WORK ITEM:
Repeat the data exactly as it appears.
++++
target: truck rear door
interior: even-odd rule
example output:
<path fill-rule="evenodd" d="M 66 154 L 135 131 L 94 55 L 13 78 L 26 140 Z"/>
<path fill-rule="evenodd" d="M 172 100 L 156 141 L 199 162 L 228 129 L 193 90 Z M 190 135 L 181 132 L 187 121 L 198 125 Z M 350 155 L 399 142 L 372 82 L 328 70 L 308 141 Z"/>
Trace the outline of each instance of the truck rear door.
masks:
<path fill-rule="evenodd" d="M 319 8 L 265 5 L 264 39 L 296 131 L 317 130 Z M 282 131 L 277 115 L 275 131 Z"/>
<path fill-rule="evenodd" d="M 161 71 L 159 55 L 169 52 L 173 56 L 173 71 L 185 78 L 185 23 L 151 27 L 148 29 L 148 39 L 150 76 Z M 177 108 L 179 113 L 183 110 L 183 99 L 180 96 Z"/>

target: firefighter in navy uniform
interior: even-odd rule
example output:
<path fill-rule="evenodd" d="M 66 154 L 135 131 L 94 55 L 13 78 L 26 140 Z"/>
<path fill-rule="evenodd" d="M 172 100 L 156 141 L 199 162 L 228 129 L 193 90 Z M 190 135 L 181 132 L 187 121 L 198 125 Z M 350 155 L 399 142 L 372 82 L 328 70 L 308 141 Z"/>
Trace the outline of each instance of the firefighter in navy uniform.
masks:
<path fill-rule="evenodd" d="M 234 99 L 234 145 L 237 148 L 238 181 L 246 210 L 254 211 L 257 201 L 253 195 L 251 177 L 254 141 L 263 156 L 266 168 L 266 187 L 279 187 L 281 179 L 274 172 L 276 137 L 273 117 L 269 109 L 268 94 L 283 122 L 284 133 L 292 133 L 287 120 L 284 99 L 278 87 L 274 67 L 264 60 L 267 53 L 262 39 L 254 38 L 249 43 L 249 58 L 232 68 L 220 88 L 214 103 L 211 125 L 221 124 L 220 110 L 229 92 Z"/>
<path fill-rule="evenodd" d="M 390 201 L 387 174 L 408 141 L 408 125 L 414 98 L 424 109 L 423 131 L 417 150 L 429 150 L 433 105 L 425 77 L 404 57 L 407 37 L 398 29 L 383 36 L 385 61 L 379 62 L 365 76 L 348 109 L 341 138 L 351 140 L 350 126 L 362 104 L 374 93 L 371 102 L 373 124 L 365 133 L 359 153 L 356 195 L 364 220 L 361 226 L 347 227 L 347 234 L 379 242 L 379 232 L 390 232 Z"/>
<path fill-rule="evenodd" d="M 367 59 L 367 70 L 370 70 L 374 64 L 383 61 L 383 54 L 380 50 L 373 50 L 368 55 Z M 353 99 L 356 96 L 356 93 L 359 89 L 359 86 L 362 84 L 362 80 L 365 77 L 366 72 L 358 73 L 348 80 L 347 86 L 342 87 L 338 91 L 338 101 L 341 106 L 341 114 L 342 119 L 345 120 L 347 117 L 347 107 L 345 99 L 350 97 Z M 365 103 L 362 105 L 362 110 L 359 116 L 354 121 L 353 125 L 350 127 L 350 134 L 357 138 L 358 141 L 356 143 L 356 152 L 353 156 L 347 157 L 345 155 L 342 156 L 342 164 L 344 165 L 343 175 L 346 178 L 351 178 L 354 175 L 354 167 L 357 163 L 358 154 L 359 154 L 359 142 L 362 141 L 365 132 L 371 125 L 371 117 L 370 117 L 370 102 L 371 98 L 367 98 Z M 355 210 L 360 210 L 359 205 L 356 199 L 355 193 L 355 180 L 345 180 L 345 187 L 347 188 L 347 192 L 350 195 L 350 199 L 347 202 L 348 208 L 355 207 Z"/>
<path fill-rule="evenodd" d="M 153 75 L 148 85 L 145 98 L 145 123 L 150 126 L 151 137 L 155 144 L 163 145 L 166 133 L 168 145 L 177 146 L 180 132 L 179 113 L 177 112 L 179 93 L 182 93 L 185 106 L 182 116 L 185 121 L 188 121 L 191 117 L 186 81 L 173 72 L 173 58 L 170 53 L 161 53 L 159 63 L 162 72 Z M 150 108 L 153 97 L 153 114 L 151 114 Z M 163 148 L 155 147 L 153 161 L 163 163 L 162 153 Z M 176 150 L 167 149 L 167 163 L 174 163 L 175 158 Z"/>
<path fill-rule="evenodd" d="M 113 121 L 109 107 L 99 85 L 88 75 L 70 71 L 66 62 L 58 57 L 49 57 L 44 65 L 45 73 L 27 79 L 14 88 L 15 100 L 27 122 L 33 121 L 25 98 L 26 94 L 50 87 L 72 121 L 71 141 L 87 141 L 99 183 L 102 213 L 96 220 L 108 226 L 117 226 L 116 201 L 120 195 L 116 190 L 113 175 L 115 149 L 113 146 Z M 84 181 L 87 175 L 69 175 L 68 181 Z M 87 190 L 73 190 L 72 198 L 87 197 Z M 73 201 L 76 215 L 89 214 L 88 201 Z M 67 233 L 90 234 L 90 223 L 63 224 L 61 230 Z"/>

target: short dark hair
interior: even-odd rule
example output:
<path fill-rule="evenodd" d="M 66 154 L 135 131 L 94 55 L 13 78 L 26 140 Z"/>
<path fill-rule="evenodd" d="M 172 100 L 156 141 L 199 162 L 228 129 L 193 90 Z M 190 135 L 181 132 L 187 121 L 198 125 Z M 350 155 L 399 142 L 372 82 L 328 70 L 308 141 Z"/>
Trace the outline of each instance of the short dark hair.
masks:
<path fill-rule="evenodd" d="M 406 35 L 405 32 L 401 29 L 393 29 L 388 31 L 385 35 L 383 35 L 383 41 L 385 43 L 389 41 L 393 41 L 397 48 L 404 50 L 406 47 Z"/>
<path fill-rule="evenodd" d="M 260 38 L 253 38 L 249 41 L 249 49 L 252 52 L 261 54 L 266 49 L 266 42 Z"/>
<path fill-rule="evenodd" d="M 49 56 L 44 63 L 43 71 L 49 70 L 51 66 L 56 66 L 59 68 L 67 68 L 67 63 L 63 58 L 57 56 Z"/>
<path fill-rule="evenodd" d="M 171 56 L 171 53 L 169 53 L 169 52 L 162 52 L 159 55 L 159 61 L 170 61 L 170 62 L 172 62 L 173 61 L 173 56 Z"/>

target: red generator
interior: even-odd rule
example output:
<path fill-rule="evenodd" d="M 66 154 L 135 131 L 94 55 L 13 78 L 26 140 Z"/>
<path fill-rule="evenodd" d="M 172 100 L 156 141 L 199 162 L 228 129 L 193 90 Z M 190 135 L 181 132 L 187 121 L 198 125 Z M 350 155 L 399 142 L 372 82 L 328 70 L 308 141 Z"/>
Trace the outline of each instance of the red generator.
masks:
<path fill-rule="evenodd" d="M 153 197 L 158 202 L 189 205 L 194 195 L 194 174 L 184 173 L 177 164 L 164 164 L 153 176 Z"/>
++++
ANSWER FOR THE TASK:
target: truck rear door
interior: even-odd rule
example output:
<path fill-rule="evenodd" d="M 66 154 L 135 131 L 94 55 L 13 78 L 26 140 Z"/>
<path fill-rule="evenodd" d="M 172 100 L 156 141 L 199 162 L 228 129 L 193 90 Z M 190 135 L 181 132 L 187 121 L 198 125 Z M 350 155 L 399 142 L 372 82 L 328 70 L 308 141 Z"/>
Trace the outline of each instance of the truck rear door.
masks:
<path fill-rule="evenodd" d="M 319 8 L 265 5 L 264 39 L 296 131 L 317 130 Z M 282 131 L 277 115 L 275 131 Z"/>
<path fill-rule="evenodd" d="M 161 71 L 159 55 L 169 52 L 173 56 L 173 71 L 185 78 L 185 23 L 151 27 L 148 29 L 148 39 L 150 76 Z M 177 108 L 179 113 L 183 110 L 183 99 L 180 96 Z"/>

target: firefighter in navy uniform
interior: even-odd rule
example output:
<path fill-rule="evenodd" d="M 66 154 L 135 131 L 94 55 L 13 78 L 26 140 Z"/>
<path fill-rule="evenodd" d="M 172 100 L 156 141 L 199 162 L 228 129 L 193 90 Z M 190 135 L 181 132 L 187 121 L 198 125 Z M 350 155 L 399 142 L 372 82 L 328 70 L 308 141 Z"/>
Trace the outline of each instance of the firefighter in navy uniform.
masks:
<path fill-rule="evenodd" d="M 234 99 L 234 145 L 237 148 L 238 181 L 246 210 L 254 211 L 257 201 L 253 195 L 251 177 L 254 141 L 263 156 L 266 168 L 266 187 L 279 187 L 281 179 L 274 172 L 276 137 L 273 117 L 269 109 L 268 94 L 283 122 L 284 133 L 292 133 L 287 120 L 284 99 L 278 87 L 274 67 L 264 60 L 267 53 L 262 39 L 254 38 L 249 43 L 249 58 L 232 68 L 220 88 L 214 103 L 211 125 L 221 124 L 220 110 L 229 92 Z"/>
<path fill-rule="evenodd" d="M 390 201 L 387 174 L 408 141 L 408 125 L 414 98 L 424 109 L 423 131 L 417 150 L 429 150 L 433 105 L 425 77 L 404 57 L 407 37 L 398 29 L 383 36 L 385 61 L 379 62 L 365 76 L 348 109 L 341 138 L 351 140 L 350 126 L 362 104 L 374 93 L 371 102 L 373 124 L 365 133 L 359 153 L 356 195 L 364 220 L 361 226 L 347 227 L 347 234 L 379 242 L 379 232 L 390 232 Z"/>
<path fill-rule="evenodd" d="M 367 59 L 367 70 L 370 70 L 374 64 L 383 61 L 383 54 L 380 50 L 373 50 L 368 55 Z M 353 99 L 356 96 L 356 93 L 359 89 L 359 86 L 362 84 L 362 80 L 365 77 L 366 72 L 358 73 L 348 80 L 347 86 L 342 87 L 338 91 L 338 101 L 341 106 L 341 114 L 342 119 L 345 120 L 347 117 L 347 107 L 345 99 L 350 97 Z M 365 103 L 362 105 L 362 110 L 359 116 L 354 121 L 353 125 L 350 127 L 350 134 L 357 138 L 358 141 L 356 143 L 356 152 L 353 156 L 347 157 L 345 155 L 342 156 L 342 164 L 344 165 L 343 175 L 346 178 L 351 178 L 354 175 L 354 167 L 357 163 L 358 154 L 359 154 L 359 142 L 362 141 L 365 132 L 371 125 L 371 117 L 370 117 L 370 102 L 371 98 L 367 98 Z M 355 210 L 360 210 L 359 205 L 356 199 L 355 193 L 355 180 L 345 180 L 345 187 L 347 188 L 347 192 L 350 195 L 350 199 L 347 202 L 348 208 L 355 207 Z"/>
<path fill-rule="evenodd" d="M 153 75 L 148 85 L 145 98 L 145 123 L 150 126 L 151 137 L 155 144 L 163 145 L 166 133 L 168 145 L 177 146 L 180 132 L 179 113 L 177 112 L 179 93 L 182 93 L 185 106 L 182 116 L 185 121 L 188 121 L 191 117 L 186 81 L 173 72 L 173 58 L 170 53 L 161 53 L 159 63 L 162 72 Z M 150 108 L 153 97 L 153 114 L 151 114 Z M 163 148 L 155 147 L 153 161 L 163 163 L 162 153 Z M 176 150 L 167 149 L 167 163 L 174 163 L 175 158 Z"/>
<path fill-rule="evenodd" d="M 113 121 L 109 107 L 99 85 L 88 75 L 70 71 L 66 62 L 58 57 L 49 57 L 44 65 L 45 73 L 27 79 L 14 88 L 15 100 L 27 122 L 33 121 L 25 98 L 26 94 L 50 87 L 72 121 L 71 141 L 87 141 L 99 183 L 102 213 L 96 220 L 108 226 L 117 226 L 116 201 L 120 195 L 116 190 L 113 175 L 115 149 L 113 146 Z M 84 181 L 87 175 L 69 175 L 68 181 Z M 87 190 L 73 190 L 72 198 L 87 197 Z M 73 201 L 76 215 L 89 214 L 88 201 Z M 67 233 L 90 234 L 90 223 L 63 224 L 61 230 Z"/>

target: short dark hair
interior: even-odd rule
example output:
<path fill-rule="evenodd" d="M 66 154 L 135 131 L 94 55 L 13 78 L 26 140 Z"/>
<path fill-rule="evenodd" d="M 172 100 L 156 141 L 199 162 L 228 129 L 193 90 Z M 190 135 L 181 132 L 187 121 L 198 125 Z M 350 155 L 399 142 L 372 82 L 328 70 L 308 141 Z"/>
Trace the outline of each instance of the short dark hair.
masks:
<path fill-rule="evenodd" d="M 406 35 L 405 32 L 401 29 L 393 29 L 388 31 L 385 35 L 383 35 L 383 41 L 385 43 L 389 41 L 393 41 L 397 48 L 404 50 L 406 47 Z"/>
<path fill-rule="evenodd" d="M 260 38 L 253 38 L 249 41 L 249 49 L 252 52 L 261 54 L 266 49 L 266 42 Z"/>
<path fill-rule="evenodd" d="M 49 56 L 44 63 L 43 71 L 49 70 L 51 66 L 56 66 L 59 68 L 67 68 L 67 63 L 63 58 L 57 56 Z"/>
<path fill-rule="evenodd" d="M 171 56 L 171 53 L 169 53 L 169 52 L 162 52 L 159 55 L 159 61 L 170 61 L 170 62 L 172 62 L 173 61 L 173 56 Z"/>

target: red generator
interior: even-odd rule
example output:
<path fill-rule="evenodd" d="M 66 154 L 135 131 L 94 55 L 13 78 L 26 140 Z"/>
<path fill-rule="evenodd" d="M 172 100 L 156 141 L 199 162 L 228 129 L 193 90 Z M 190 135 L 181 132 L 187 121 L 198 125 Z M 350 155 L 399 142 L 372 82 L 328 70 L 308 141 Z"/>
Trace the outline of each instance of the red generator.
masks:
<path fill-rule="evenodd" d="M 153 197 L 158 202 L 189 205 L 194 195 L 194 174 L 184 173 L 177 164 L 164 164 L 153 176 Z"/>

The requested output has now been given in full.